**Exercise**
Reproduce verbatim the stretch of the records from the line containing "Would you kindly point to the blue-lit" through the line containing "<point>173,197</point>", keeping both of those lines.

**Records shown**
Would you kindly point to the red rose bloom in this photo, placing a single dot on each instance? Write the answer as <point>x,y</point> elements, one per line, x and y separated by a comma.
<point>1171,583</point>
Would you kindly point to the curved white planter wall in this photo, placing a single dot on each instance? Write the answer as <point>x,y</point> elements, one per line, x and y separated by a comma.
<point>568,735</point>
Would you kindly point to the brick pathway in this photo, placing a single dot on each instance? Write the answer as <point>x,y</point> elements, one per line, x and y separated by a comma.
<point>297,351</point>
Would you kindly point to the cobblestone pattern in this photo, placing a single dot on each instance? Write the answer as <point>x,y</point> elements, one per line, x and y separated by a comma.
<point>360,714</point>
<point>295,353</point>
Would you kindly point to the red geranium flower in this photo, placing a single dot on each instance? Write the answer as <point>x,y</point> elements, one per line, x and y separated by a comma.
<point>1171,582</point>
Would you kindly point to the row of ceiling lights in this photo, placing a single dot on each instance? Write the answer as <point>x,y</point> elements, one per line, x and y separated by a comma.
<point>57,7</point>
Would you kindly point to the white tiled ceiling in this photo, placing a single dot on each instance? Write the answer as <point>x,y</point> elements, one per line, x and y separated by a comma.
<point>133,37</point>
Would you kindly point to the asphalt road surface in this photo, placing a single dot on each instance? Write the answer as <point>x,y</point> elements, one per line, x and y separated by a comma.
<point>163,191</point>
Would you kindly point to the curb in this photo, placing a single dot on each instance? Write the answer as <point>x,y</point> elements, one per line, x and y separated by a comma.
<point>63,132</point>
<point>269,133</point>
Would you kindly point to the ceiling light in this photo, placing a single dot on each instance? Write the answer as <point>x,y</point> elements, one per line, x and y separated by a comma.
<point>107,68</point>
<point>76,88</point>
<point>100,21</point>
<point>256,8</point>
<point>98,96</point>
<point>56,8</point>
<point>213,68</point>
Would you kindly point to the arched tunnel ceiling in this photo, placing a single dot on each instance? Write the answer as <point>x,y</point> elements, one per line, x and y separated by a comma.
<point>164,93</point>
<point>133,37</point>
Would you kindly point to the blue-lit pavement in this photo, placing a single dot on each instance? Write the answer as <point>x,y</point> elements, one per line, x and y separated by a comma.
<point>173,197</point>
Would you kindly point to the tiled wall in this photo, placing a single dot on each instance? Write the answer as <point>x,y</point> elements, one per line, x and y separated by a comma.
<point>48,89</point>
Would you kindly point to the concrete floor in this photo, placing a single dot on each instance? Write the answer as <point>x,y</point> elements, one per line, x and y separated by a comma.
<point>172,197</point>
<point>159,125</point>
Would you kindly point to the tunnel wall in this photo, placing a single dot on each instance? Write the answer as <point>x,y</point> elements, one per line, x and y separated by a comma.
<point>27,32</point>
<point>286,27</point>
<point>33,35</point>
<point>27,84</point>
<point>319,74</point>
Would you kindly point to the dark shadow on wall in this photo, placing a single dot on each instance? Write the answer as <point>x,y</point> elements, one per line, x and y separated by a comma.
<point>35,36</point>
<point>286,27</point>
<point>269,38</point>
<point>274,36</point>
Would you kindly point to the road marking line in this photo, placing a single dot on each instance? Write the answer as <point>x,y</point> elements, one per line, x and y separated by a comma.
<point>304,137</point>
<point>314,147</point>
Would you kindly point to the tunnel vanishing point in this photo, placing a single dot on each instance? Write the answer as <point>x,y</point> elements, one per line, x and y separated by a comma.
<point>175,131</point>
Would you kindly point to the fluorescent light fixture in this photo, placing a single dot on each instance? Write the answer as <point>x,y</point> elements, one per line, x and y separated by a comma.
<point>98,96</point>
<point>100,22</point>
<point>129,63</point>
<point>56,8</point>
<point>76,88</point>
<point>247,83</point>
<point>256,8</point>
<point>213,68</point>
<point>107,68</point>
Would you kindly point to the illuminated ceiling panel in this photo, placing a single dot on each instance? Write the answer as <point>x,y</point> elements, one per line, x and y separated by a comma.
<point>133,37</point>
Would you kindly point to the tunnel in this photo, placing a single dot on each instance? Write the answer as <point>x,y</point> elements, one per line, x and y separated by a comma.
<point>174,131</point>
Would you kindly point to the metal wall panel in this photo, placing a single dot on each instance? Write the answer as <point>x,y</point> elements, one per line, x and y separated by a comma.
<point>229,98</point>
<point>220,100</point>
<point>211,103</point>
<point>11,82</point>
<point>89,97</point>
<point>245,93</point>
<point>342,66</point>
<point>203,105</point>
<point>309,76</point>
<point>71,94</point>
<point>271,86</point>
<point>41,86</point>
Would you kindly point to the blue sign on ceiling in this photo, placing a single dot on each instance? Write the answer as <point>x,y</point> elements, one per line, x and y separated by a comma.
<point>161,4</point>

**Right answer**
Would you kindly point to the blue-lit pavement in this photo, placing a single dot on each instance? Write the answer as <point>x,y</point> elements, one per line, x and y separated by a comma.
<point>173,197</point>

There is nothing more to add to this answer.